### Data section

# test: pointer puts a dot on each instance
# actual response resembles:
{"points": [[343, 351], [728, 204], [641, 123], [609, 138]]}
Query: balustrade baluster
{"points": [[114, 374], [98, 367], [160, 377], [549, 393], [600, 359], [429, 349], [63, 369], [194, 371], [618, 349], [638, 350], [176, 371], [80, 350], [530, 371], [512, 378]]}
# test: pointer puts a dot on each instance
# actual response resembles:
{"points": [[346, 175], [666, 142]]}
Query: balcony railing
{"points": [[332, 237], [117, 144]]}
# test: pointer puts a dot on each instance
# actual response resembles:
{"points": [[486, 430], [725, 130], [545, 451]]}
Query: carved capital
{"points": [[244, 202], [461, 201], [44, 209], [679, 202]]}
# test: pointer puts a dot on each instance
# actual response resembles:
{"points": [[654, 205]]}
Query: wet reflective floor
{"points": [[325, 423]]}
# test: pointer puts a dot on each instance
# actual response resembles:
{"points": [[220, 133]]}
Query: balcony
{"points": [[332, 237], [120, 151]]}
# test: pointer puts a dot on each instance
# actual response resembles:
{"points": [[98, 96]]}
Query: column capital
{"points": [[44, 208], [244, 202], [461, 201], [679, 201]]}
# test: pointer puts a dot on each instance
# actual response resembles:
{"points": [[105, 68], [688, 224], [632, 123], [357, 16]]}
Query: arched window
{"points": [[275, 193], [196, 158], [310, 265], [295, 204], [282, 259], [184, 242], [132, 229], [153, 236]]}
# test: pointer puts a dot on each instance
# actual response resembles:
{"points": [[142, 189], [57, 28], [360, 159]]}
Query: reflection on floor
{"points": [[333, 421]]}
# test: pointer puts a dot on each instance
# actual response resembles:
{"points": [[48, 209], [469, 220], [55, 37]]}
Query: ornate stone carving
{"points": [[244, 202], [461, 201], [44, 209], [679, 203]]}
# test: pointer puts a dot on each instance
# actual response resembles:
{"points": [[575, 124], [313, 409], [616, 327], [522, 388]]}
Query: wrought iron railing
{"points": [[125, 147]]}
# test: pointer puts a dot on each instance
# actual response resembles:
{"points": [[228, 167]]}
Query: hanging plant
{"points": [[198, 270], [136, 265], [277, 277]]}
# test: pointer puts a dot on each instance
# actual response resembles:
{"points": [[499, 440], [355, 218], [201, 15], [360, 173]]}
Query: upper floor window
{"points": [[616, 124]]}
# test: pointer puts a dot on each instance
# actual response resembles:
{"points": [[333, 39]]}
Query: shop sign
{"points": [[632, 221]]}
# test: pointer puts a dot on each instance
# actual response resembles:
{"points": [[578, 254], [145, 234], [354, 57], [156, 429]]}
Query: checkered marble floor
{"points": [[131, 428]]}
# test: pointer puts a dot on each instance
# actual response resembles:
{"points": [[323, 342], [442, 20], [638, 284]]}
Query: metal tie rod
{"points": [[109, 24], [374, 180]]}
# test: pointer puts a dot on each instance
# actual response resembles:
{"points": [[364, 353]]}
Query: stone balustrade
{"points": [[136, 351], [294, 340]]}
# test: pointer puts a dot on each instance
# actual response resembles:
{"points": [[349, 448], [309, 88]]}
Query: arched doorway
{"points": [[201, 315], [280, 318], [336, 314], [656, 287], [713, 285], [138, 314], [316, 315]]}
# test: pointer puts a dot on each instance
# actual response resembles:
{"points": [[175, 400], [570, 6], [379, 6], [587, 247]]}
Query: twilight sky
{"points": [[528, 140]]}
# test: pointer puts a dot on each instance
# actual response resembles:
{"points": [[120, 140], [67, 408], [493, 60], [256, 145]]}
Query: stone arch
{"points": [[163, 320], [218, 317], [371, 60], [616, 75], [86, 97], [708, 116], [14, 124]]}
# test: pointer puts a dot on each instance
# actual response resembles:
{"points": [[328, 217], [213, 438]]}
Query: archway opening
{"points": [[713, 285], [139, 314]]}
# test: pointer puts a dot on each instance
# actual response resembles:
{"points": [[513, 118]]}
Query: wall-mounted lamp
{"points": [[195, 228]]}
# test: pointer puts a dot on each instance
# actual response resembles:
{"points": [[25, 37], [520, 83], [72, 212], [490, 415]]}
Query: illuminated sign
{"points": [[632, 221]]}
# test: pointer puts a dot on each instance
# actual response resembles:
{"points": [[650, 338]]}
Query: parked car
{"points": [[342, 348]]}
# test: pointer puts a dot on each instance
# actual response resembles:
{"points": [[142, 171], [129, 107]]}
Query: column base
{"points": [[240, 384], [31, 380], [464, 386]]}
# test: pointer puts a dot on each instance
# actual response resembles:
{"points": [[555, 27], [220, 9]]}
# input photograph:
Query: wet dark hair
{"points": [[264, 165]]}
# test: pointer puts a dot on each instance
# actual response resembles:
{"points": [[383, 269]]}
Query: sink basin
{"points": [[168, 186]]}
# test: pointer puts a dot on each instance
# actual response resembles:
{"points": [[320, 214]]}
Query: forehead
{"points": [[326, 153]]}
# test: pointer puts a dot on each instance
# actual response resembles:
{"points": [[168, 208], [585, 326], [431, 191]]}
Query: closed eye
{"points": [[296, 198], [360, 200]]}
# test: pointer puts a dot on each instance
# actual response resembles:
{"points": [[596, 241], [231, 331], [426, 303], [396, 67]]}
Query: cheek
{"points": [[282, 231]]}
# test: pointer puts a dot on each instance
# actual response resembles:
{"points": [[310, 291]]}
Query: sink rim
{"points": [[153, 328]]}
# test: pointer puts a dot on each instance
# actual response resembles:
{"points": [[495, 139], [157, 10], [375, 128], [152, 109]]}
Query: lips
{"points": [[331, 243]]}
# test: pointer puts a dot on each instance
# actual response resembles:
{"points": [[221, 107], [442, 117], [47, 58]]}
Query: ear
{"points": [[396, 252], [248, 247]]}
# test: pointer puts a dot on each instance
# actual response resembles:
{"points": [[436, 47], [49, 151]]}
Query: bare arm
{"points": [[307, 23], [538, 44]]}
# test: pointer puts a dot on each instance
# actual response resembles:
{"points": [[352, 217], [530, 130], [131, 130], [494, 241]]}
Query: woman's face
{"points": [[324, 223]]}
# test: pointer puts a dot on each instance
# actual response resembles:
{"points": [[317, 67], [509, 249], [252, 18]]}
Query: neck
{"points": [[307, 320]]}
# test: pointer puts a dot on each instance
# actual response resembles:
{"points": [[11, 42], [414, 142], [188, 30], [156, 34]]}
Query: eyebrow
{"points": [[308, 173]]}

######

### [What is required]
Copy out the data shown above without altering anything.

### [Solved problem]
# test: pointer puts a dot on each instance
# actual response resembles:
{"points": [[343, 351], [728, 204], [641, 123], [609, 138]]}
Query: balustrade baluster
{"points": [[114, 374], [98, 367], [160, 377], [549, 393], [600, 359], [429, 349], [63, 369], [194, 371], [618, 349], [638, 350], [176, 371], [80, 350], [530, 371], [512, 378]]}
# test: pointer puts a dot on each instance
# actual response resembles:
{"points": [[346, 175], [666, 142]]}
Query: balcony railing
{"points": [[332, 237], [117, 144]]}
# test: pointer puts a dot on each instance
# actual response resembles:
{"points": [[486, 430], [725, 130], [545, 451]]}
Query: carved capital
{"points": [[244, 202], [461, 201], [44, 209], [679, 202]]}
# test: pointer puts a dot on each instance
# actual response resembles:
{"points": [[654, 205]]}
Query: wet reflective floor
{"points": [[325, 423]]}
# test: pointer puts a dot on each instance
# actual response resembles:
{"points": [[220, 133]]}
Query: balcony
{"points": [[332, 237], [120, 151]]}
# test: pointer puts a dot on each instance
# actual response resembles:
{"points": [[98, 96]]}
Query: column capital
{"points": [[44, 208], [244, 202], [461, 201], [679, 201]]}
# test: pointer puts a dot on each instance
# actual response resembles:
{"points": [[105, 68], [688, 224], [632, 123], [357, 16]]}
Query: arched window
{"points": [[275, 193], [196, 158], [310, 265], [295, 204], [282, 259], [184, 242], [132, 229], [153, 236]]}
# test: pointer puts a dot on each instance
# actual response resembles:
{"points": [[142, 189], [57, 28], [360, 159]]}
Query: reflection on floor
{"points": [[333, 421]]}
# test: pointer puts a dot on each instance
# actual response resembles:
{"points": [[48, 209], [469, 220], [55, 37]]}
Query: ornate stone carving
{"points": [[244, 202], [461, 201], [44, 209], [679, 203]]}
# test: pointer puts a dot on each instance
# actual response resembles:
{"points": [[575, 124], [313, 409], [616, 327], [522, 388]]}
Query: wrought iron railing
{"points": [[125, 147]]}
# test: pointer puts a dot on each instance
# actual response resembles:
{"points": [[228, 167]]}
Query: hanging plant
{"points": [[198, 270], [136, 265], [277, 277]]}
# test: pointer puts a dot on each instance
# actual response resembles:
{"points": [[499, 440], [355, 218], [201, 15], [360, 173]]}
Query: upper floor window
{"points": [[616, 124]]}
# test: pointer puts a dot on each instance
# actual response resembles:
{"points": [[333, 39]]}
Query: shop sign
{"points": [[632, 221]]}
# test: pointer puts a dot on each instance
# actual response resembles:
{"points": [[578, 254], [145, 234], [354, 57], [156, 429]]}
Query: checkered marble floor
{"points": [[131, 428]]}
# test: pointer puts a dot on each instance
# actual response resembles:
{"points": [[323, 342], [442, 20], [638, 284]]}
Query: metal tie rod
{"points": [[109, 24], [374, 180]]}
# test: pointer puts a dot on each instance
# actual response resembles:
{"points": [[364, 353]]}
Query: stone balustrade
{"points": [[136, 351], [294, 340]]}
# test: pointer puts a dot on each instance
# actual response resembles:
{"points": [[349, 448], [309, 88]]}
Query: arched doorway
{"points": [[201, 315], [280, 318], [336, 314], [656, 287], [713, 285], [138, 314], [316, 315]]}
# test: pointer puts a dot on each instance
# actual response resembles:
{"points": [[175, 400], [570, 6], [379, 6], [587, 247]]}
Query: twilight sky
{"points": [[528, 140]]}
# test: pointer puts a dot on each instance
# actual response resembles:
{"points": [[120, 140], [67, 408], [493, 60], [256, 145]]}
Query: stone arch
{"points": [[163, 320], [218, 317], [371, 60], [616, 75], [86, 97], [708, 116], [14, 124]]}
# test: pointer puts a dot on each instance
# actual response resembles:
{"points": [[328, 217], [213, 438]]}
Query: archway opening
{"points": [[713, 285], [139, 314]]}
# test: pointer puts a dot on each instance
# actual response resembles:
{"points": [[513, 118]]}
Query: wall-mounted lamp
{"points": [[195, 228]]}
# test: pointer puts a dot on each instance
# actual response resembles:
{"points": [[25, 37], [520, 83], [72, 212], [490, 415]]}
Query: illuminated sign
{"points": [[632, 221]]}
# test: pointer puts a dot on each instance
# actual response resembles:
{"points": [[650, 338]]}
Query: parked car
{"points": [[342, 348]]}
# test: pointer puts a dot on each instance
# actual response resembles:
{"points": [[142, 171], [129, 107]]}
Query: column base
{"points": [[240, 384], [31, 380], [464, 386]]}
# test: pointer puts a dot on each instance
# actual response resembles:
{"points": [[555, 27], [220, 9]]}
# input photograph:
Query: wet dark hair
{"points": [[264, 165]]}
# test: pointer puts a dot on each instance
# actual response resembles:
{"points": [[383, 269]]}
Query: sink basin
{"points": [[168, 186]]}
# test: pointer puts a dot on each instance
# actual response resembles:
{"points": [[320, 214]]}
Query: forehead
{"points": [[326, 153]]}
# test: pointer puts a dot on each instance
# actual response resembles:
{"points": [[168, 208], [585, 326], [431, 191]]}
Query: closed eye
{"points": [[296, 198], [360, 200]]}
# test: pointer puts a dot on each instance
# actual response resembles:
{"points": [[596, 241], [231, 331], [426, 303], [396, 67]]}
Query: cheek
{"points": [[282, 231]]}
# test: pointer puts a dot on each instance
# actual response resembles:
{"points": [[310, 291]]}
Query: sink rim
{"points": [[153, 328]]}
# test: pointer puts a dot on each instance
# actual response resembles:
{"points": [[495, 139], [157, 10], [375, 128], [152, 109]]}
Query: lips
{"points": [[331, 243]]}
# test: pointer puts a dot on each instance
# actual response resembles:
{"points": [[221, 107], [442, 117], [47, 58]]}
Query: ear
{"points": [[396, 252], [248, 247]]}
# test: pointer puts a dot on each instance
# actual response resembles:
{"points": [[436, 47], [49, 151]]}
Query: bare arm
{"points": [[307, 23], [538, 44]]}
# test: pointer puts a dot on each instance
# actual response resembles:
{"points": [[352, 217], [530, 130], [131, 130], [494, 241]]}
Query: woman's face
{"points": [[324, 223]]}
# test: pointer puts a dot on each instance
# actual response resembles:
{"points": [[317, 67], [509, 249], [252, 18]]}
Query: neck
{"points": [[307, 320]]}
# test: pointer puts a dot on each instance
# actual response resembles:
{"points": [[11, 42], [414, 142], [188, 30], [156, 34]]}
Query: eyebrow
{"points": [[308, 173]]}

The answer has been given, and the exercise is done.